(WHAT TO DO):
Your task is to copy the listing exactly. Drop any pictures from the copy.

(RECORD SET):
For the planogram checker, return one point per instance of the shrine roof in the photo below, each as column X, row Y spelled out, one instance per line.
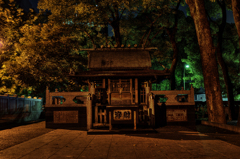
column 119, row 59
column 126, row 73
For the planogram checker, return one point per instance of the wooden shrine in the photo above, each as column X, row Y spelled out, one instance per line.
column 119, row 81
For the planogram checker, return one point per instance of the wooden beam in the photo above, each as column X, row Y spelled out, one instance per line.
column 112, row 49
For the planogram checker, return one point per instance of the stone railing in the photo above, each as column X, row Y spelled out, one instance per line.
column 14, row 104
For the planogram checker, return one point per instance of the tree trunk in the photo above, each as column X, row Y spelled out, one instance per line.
column 115, row 26
column 175, row 57
column 216, row 112
column 236, row 16
column 222, row 64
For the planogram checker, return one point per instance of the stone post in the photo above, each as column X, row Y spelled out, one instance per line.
column 90, row 105
column 147, row 91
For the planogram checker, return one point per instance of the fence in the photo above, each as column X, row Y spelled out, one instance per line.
column 15, row 104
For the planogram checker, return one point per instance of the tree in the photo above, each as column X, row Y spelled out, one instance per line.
column 209, row 64
column 88, row 12
column 236, row 15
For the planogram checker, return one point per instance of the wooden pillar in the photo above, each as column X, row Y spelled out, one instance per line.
column 89, row 112
column 136, row 91
column 147, row 91
column 109, row 91
column 135, row 120
column 96, row 114
column 151, row 103
column 47, row 96
column 91, row 96
column 131, row 91
column 103, row 83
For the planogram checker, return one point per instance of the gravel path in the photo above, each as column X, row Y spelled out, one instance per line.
column 11, row 135
column 14, row 134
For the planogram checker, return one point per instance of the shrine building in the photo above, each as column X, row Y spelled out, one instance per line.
column 119, row 94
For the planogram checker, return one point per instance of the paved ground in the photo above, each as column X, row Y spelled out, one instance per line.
column 34, row 141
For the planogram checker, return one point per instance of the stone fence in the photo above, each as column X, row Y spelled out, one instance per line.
column 15, row 104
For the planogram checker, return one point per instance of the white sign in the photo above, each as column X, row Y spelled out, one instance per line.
column 122, row 114
column 176, row 115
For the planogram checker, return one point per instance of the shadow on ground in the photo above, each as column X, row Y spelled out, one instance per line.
column 198, row 132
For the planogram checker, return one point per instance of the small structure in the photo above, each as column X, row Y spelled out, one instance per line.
column 119, row 81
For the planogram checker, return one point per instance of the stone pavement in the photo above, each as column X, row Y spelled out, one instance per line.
column 170, row 142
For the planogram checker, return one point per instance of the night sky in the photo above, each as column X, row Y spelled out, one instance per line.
column 26, row 4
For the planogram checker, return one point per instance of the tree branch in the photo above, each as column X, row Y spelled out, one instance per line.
column 211, row 19
column 122, row 13
column 154, row 36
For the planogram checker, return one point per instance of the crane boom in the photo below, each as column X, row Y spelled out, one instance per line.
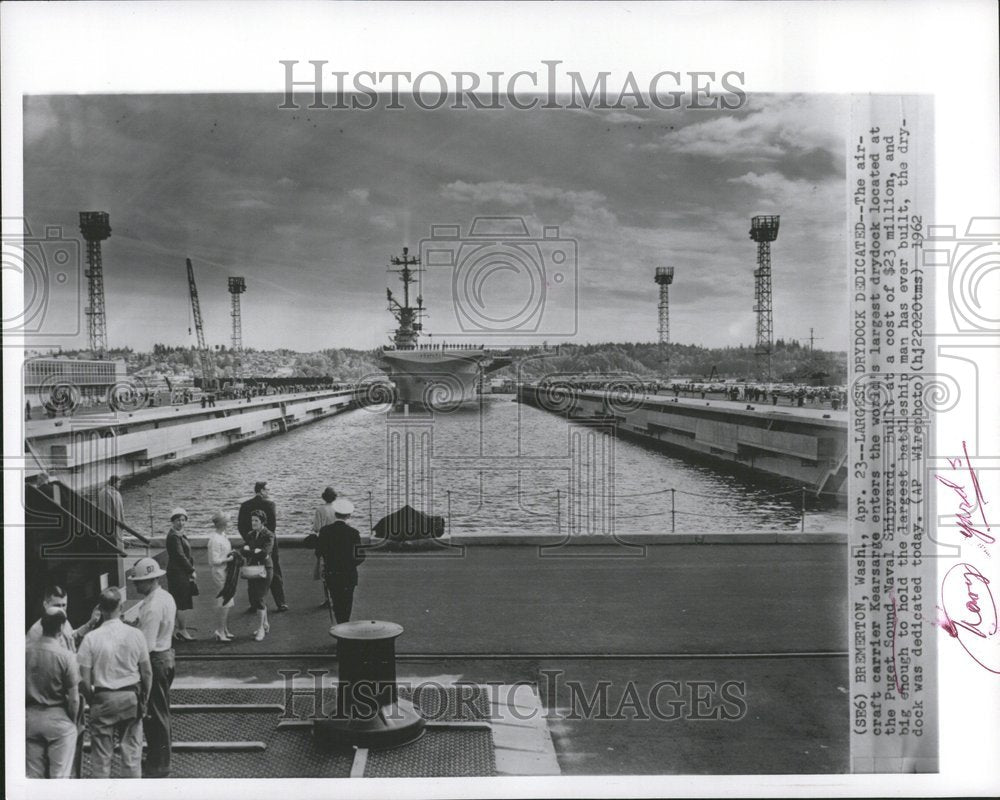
column 204, row 354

(COMPLETED TASK):
For the planogram checker, return one point per instance of the shrine roof in the photo below, each as column X, row Y spelled out, one instance per line.
column 119, row 59
column 126, row 73
For the planogram checker, return one point per instance of the wooden shrine in the photo above, each as column X, row Y spelled out, one instance per line.
column 119, row 81
For the planogram checker, return one point per instance of the wooden beam in the photo above, each as column X, row Y spelled out, one instance per line.
column 112, row 49
For the planogram checker, return one point per instance of the stone railing in the photo above, each as column X, row Y spelled out, one instance per line.
column 14, row 104
For the planogram checker, return one point per instance of the tree trunk in the photo above, each as column X, row Y spelled out, one instance per line.
column 115, row 26
column 175, row 57
column 216, row 112
column 236, row 16
column 222, row 64
For the planogram checker, return one point per instance of the stone post in the photo above, each as column X, row Y spelled out, one instance per line.
column 90, row 105
column 147, row 91
For the planogram checker, return one point per instance of the fence in the photo above, each as column X, row Y spelled out, one instance per line.
column 15, row 104
For the planogram checker, return one point per instance of the tree in the photo above, each as column X, row Y spelled out, one instance per line.
column 209, row 64
column 88, row 12
column 236, row 15
For the planogram checker, return one point per instance of the wooden pillar in the photo above, each as column X, row Y spelled out, one instance per line.
column 89, row 112
column 136, row 91
column 147, row 91
column 109, row 91
column 135, row 120
column 96, row 114
column 151, row 103
column 47, row 96
column 91, row 96
column 131, row 91
column 103, row 83
For the planogram checker, return one point per instance of the gravel path in the photo above, each as column X, row Y spelled out, one instance per line.
column 11, row 135
column 14, row 134
For the planogram checker, return one point per instance of the shrine building in the photo above, each as column X, row Y spelled out, one instance per line.
column 119, row 94
For the planogram checker, return one point per instance of the paved ground in the photo above, each as column X, row Y spelled out, one instance per line.
column 34, row 141
For the planogram checker, return one point per instance of the stone fence in the photo above, each as column X, row Y spelled out, one instance per line.
column 15, row 104
For the planogram checker, return one point per instance of the white sign in the photo above, each as column X, row Y spelled out, one instance per line.
column 122, row 114
column 176, row 115
For the planogram checker, return one point per instance of the shadow on ground in the photo above, each as column X, row Y spelled out, one instance per line.
column 198, row 132
For the planogram checker, return one point per instance of the small structure in the photo above, each as column X, row Y spelled out, one instance per line.
column 119, row 81
For the planogram checker, return one point per instance of the stone pavement in the photo above, each as column X, row Y spelled out, one instance per line.
column 170, row 142
For the planogram checker, return one point per instance of the night sky in the photo above, each as column X, row Y spelled out, one instance per line.
column 26, row 4
For the planogram checker, return one point per instance of the tree branch in the photo above, each as column X, row Y spelled out, one instance per line.
column 211, row 19
column 122, row 13
column 154, row 36
For the planogram checker, return one point per instance of the crane boom in the photo below, each as column X, row Y spelled out, one instance per line.
column 204, row 354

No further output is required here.